Assigned task: Every line below that includes the word "horse" needs to be copied.

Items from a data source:
--------
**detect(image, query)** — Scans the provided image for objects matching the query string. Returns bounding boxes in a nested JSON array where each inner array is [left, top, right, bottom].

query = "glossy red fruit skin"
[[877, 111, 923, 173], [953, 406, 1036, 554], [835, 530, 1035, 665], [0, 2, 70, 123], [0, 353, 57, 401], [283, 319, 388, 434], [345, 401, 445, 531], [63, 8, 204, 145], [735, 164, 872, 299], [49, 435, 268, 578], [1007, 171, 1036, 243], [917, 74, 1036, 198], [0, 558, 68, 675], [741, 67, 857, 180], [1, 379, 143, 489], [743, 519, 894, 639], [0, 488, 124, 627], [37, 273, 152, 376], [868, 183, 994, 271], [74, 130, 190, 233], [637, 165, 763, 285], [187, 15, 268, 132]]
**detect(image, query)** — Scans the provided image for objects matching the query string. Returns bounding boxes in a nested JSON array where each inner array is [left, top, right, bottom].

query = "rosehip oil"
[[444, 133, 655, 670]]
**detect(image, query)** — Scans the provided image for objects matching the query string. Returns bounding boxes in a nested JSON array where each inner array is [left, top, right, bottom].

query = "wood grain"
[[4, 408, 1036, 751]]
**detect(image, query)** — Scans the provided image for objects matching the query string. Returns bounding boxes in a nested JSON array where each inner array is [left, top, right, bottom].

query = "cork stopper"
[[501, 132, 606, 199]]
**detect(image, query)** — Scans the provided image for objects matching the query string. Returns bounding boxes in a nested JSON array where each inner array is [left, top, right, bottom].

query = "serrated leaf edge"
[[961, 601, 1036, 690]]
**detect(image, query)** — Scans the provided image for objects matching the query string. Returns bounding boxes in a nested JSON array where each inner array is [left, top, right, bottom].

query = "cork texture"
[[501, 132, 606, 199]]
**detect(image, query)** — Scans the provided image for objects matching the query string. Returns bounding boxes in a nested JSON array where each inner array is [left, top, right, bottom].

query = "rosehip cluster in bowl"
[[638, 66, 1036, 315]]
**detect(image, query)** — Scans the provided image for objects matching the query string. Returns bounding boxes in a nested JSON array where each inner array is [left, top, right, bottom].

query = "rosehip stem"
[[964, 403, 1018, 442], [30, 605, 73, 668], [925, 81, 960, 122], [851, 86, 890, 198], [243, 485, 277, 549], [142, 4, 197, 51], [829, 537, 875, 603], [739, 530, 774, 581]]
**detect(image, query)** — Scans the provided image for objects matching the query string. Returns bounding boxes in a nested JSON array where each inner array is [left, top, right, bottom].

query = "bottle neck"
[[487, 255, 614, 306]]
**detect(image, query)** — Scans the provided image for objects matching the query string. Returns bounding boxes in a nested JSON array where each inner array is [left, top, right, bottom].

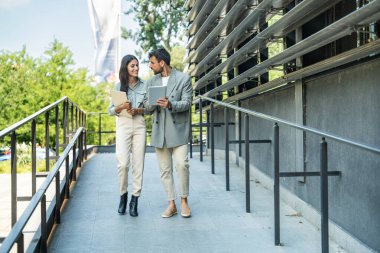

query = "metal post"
[[11, 131, 17, 226], [40, 194, 47, 253], [55, 171, 61, 224], [63, 100, 68, 145], [84, 128, 88, 160], [73, 143, 77, 181], [98, 113, 102, 145], [210, 103, 215, 174], [225, 107, 230, 191], [17, 233, 24, 253], [190, 106, 193, 158], [238, 101, 242, 157], [45, 112, 50, 172], [31, 120, 37, 195], [274, 123, 280, 245], [70, 103, 74, 133], [245, 113, 250, 213], [78, 134, 82, 167], [55, 106, 59, 157], [199, 99, 203, 162], [65, 156, 70, 199], [206, 111, 210, 150], [75, 107, 78, 130], [320, 138, 329, 253]]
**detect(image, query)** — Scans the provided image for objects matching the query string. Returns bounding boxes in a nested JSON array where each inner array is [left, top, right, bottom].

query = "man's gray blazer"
[[145, 69, 193, 148]]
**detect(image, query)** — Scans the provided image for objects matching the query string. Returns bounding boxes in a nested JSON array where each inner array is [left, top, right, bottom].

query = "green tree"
[[0, 40, 114, 145], [122, 0, 186, 53]]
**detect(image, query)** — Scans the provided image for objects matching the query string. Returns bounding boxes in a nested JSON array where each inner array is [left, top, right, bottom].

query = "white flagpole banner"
[[87, 0, 121, 83]]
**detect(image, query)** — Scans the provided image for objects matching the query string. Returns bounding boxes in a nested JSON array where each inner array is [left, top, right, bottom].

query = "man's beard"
[[152, 67, 163, 75]]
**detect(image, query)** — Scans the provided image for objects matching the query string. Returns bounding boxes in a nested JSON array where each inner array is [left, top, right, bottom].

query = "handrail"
[[196, 94, 379, 252], [0, 97, 87, 252], [0, 97, 86, 138], [198, 95, 380, 155], [0, 127, 85, 253], [86, 112, 153, 146], [0, 97, 66, 138]]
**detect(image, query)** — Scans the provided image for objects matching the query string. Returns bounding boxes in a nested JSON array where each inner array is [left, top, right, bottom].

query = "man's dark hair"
[[149, 48, 171, 66]]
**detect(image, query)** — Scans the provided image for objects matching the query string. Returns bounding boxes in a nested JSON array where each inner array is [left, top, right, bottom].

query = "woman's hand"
[[115, 102, 131, 113], [127, 108, 143, 116]]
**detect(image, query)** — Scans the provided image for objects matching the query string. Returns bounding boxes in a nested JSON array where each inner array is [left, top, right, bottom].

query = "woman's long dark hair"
[[119, 54, 138, 92]]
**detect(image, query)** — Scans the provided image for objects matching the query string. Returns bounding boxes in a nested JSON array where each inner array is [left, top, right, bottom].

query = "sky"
[[0, 0, 146, 76]]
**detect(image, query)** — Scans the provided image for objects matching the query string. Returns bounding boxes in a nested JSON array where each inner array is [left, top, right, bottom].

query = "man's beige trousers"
[[116, 114, 146, 196], [155, 144, 189, 200]]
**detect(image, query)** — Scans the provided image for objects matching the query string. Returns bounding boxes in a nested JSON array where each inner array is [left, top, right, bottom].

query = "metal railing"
[[194, 95, 380, 253], [86, 112, 153, 146], [86, 112, 115, 146], [0, 97, 86, 253]]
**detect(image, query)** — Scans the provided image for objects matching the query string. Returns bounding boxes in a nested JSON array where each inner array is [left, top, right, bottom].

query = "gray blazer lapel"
[[166, 69, 177, 96]]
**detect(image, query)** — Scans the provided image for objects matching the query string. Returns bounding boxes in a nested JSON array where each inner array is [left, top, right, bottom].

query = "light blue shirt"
[[108, 79, 146, 116]]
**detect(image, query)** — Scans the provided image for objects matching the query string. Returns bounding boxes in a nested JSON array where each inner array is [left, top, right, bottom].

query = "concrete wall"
[[210, 58, 380, 252]]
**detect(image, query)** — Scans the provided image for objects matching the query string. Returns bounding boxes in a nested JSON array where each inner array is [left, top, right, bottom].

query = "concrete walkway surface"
[[48, 152, 348, 253]]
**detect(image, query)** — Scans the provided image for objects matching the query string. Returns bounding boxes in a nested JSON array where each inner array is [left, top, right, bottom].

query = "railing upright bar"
[[71, 103, 74, 133], [55, 106, 59, 157], [79, 107, 81, 127], [65, 155, 70, 199], [73, 143, 77, 181], [17, 233, 24, 253], [190, 106, 193, 158], [81, 132, 85, 163], [84, 129, 88, 160], [78, 134, 82, 167], [75, 107, 78, 130], [321, 138, 329, 253], [45, 112, 50, 172], [199, 99, 203, 162], [11, 131, 17, 226], [238, 100, 242, 157], [31, 120, 37, 195], [210, 102, 215, 174], [40, 194, 47, 253], [63, 100, 68, 146], [274, 123, 280, 245], [55, 170, 61, 224], [225, 106, 230, 191], [245, 113, 250, 213], [98, 113, 102, 145], [206, 111, 210, 150]]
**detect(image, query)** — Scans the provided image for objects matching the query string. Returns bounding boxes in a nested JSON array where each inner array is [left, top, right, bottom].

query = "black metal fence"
[[0, 97, 86, 253], [194, 95, 380, 253]]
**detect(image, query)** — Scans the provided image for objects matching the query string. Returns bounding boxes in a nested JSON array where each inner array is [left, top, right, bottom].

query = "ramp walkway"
[[48, 152, 347, 253]]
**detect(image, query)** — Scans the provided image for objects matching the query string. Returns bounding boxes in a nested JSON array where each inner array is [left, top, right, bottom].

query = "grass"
[[0, 159, 54, 173]]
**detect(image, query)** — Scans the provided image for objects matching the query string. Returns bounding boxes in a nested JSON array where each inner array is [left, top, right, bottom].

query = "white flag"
[[87, 0, 121, 83]]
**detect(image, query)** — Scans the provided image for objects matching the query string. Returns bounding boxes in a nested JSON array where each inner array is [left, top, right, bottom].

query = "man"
[[145, 48, 193, 218]]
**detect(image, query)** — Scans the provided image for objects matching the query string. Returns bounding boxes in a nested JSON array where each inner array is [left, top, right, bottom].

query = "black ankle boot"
[[118, 193, 128, 215], [129, 195, 139, 217]]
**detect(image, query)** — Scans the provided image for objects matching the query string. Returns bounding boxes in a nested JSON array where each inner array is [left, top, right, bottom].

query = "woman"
[[108, 55, 146, 217]]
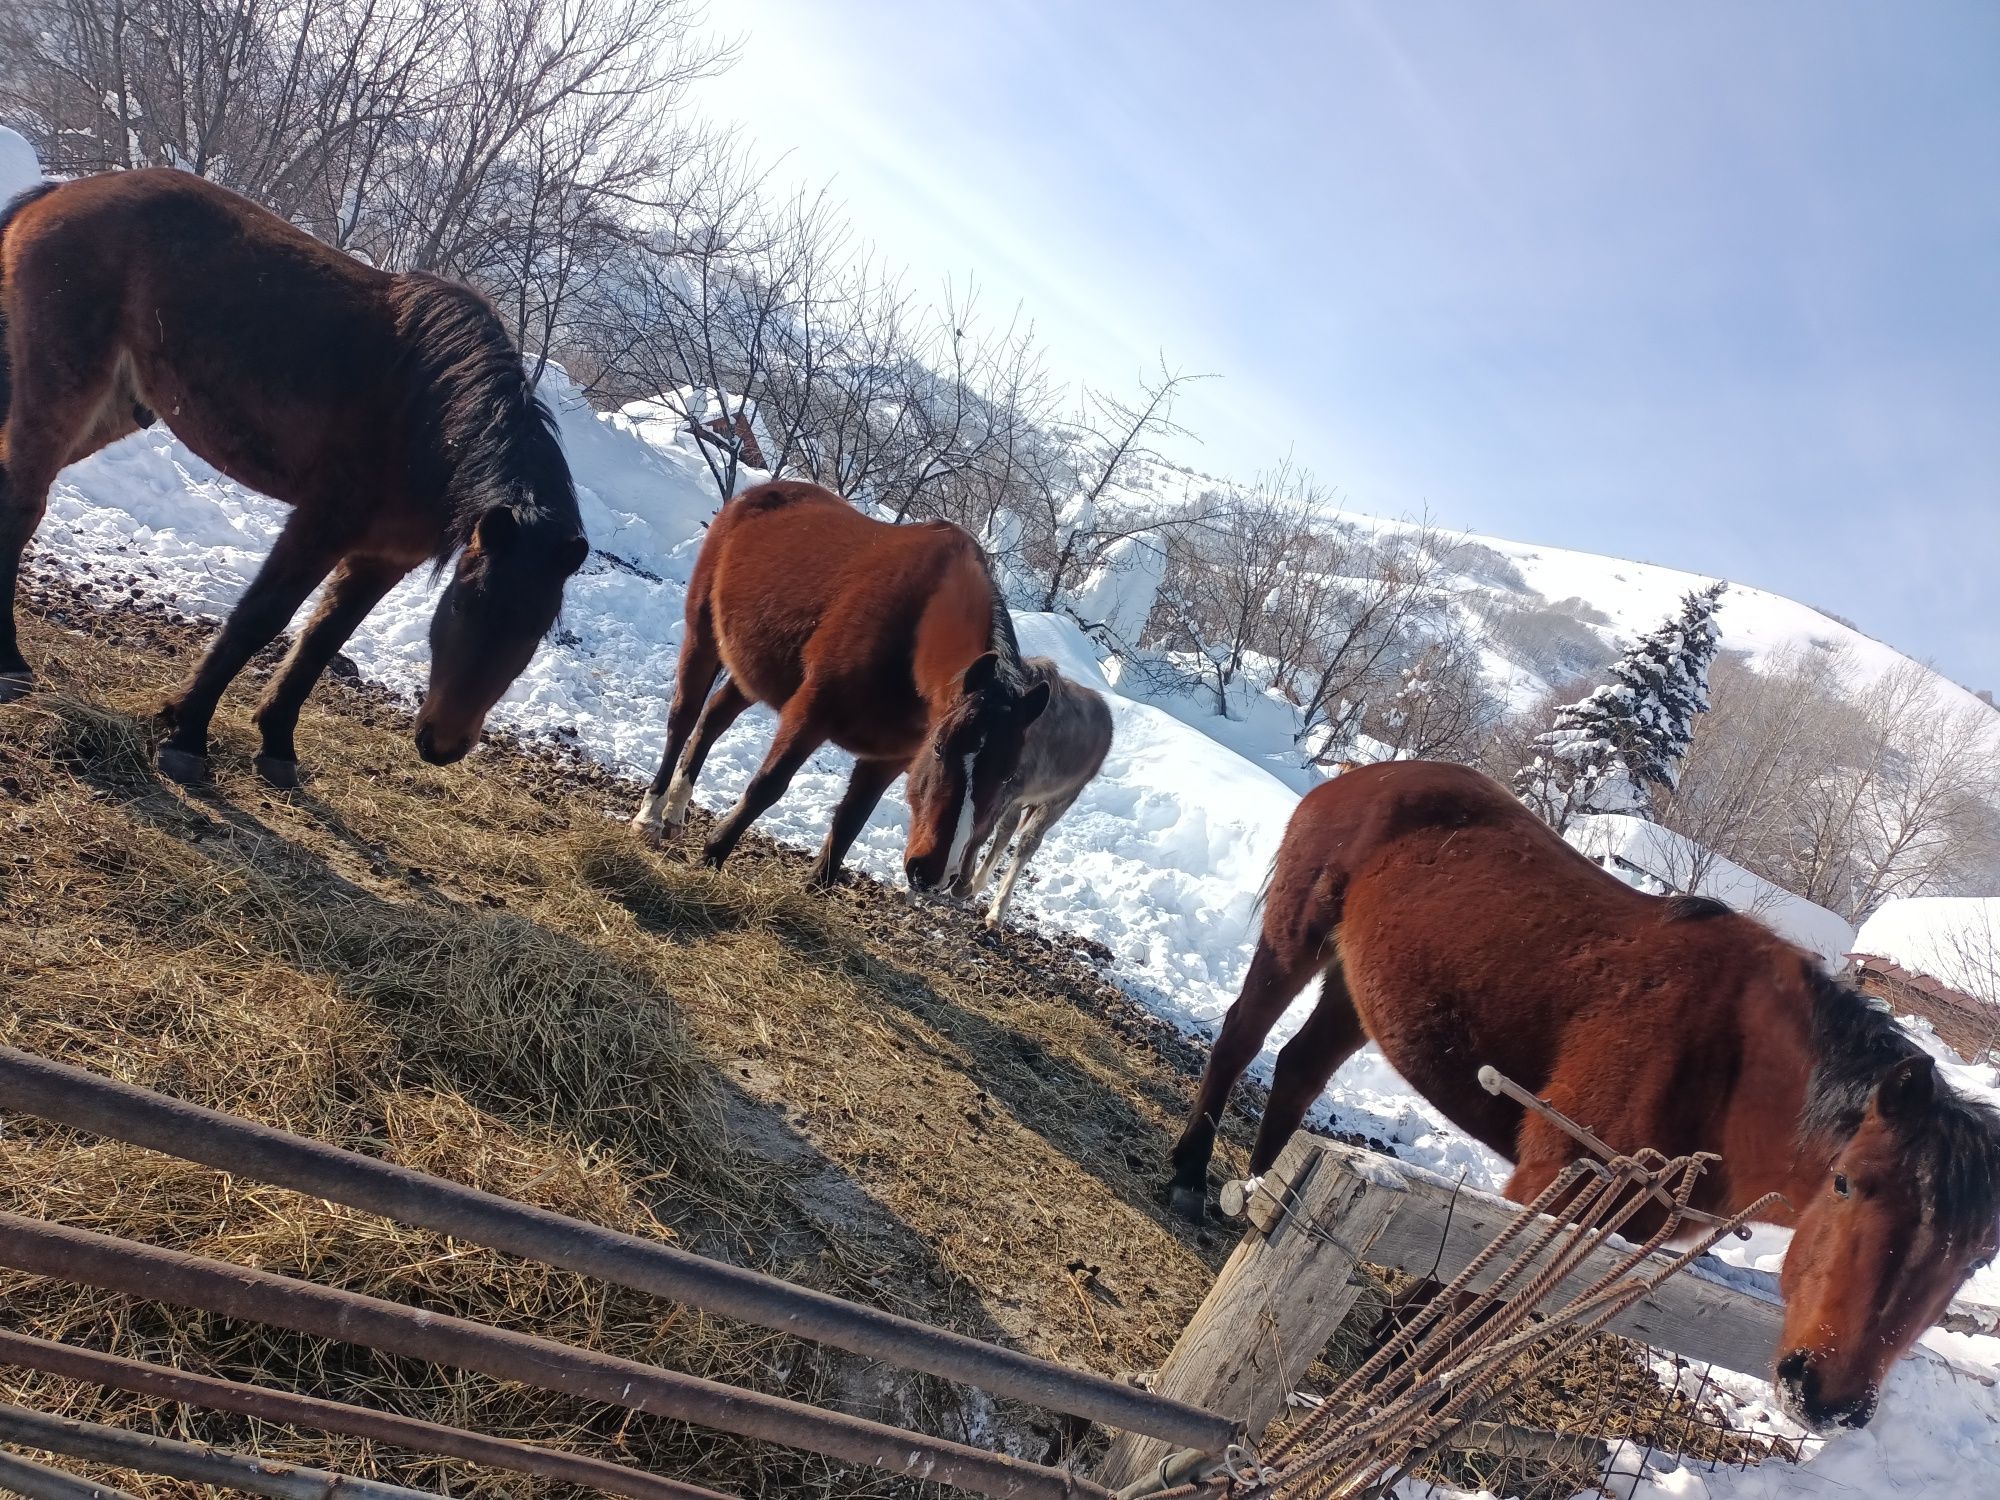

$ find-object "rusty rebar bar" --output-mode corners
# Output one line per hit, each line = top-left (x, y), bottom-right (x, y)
(0, 1445), (145, 1500)
(0, 1402), (440, 1500)
(0, 1330), (733, 1500)
(0, 1212), (1108, 1500)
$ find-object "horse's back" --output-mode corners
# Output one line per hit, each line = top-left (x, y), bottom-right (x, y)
(1274, 759), (1791, 1160)
(4, 170), (402, 497)
(702, 483), (994, 752)
(1015, 657), (1112, 798)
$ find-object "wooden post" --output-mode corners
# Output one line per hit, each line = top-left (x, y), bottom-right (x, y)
(1096, 1136), (1407, 1491)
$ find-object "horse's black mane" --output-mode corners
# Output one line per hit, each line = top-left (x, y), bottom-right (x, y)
(388, 273), (580, 562)
(1802, 963), (2000, 1242)
(1662, 893), (1733, 922)
(973, 538), (1030, 691)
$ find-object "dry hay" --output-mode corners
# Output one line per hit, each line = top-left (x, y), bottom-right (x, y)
(0, 593), (1777, 1500)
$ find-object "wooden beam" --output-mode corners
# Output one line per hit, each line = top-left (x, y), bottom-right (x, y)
(1302, 1139), (1786, 1376)
(1095, 1135), (1406, 1491)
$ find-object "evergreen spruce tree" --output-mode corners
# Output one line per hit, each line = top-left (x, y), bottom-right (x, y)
(1514, 582), (1726, 830)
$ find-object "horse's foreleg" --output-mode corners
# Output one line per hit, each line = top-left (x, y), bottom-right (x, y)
(958, 800), (1025, 902)
(632, 615), (724, 837)
(1248, 962), (1365, 1174)
(159, 517), (339, 783)
(983, 797), (1054, 927)
(249, 557), (406, 786)
(808, 756), (905, 890)
(1169, 937), (1317, 1219)
(700, 697), (825, 871)
(648, 677), (751, 837)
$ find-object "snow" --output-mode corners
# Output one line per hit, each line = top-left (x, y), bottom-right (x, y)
(20, 341), (2000, 1500)
(1066, 531), (1164, 649)
(1566, 814), (1857, 964)
(1, 125), (44, 201)
(1856, 898), (2000, 1007)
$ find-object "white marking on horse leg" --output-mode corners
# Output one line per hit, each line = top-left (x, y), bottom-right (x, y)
(630, 790), (666, 836)
(967, 803), (1018, 900)
(663, 774), (693, 825)
(987, 804), (1053, 929)
(987, 844), (1029, 927)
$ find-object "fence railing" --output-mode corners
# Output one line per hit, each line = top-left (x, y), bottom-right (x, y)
(0, 1043), (1236, 1500)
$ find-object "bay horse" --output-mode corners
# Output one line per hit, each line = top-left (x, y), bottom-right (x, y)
(1169, 759), (2000, 1432)
(629, 481), (1049, 890)
(0, 170), (588, 785)
(947, 656), (1112, 928)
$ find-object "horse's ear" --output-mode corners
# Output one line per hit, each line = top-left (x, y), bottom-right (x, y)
--------
Answer to the problem:
$ find-object "horse's back" --output-mode corners
$ find-object "horse's black mane" --output-mode corners
$ find-object "horse's foreleg" --output-mode corners
$ find-object "white marking on horse leg" --output-mode corners
$ find-object "bay horse" --output-mode corners
$ find-object "horse's ear" --output-mode corners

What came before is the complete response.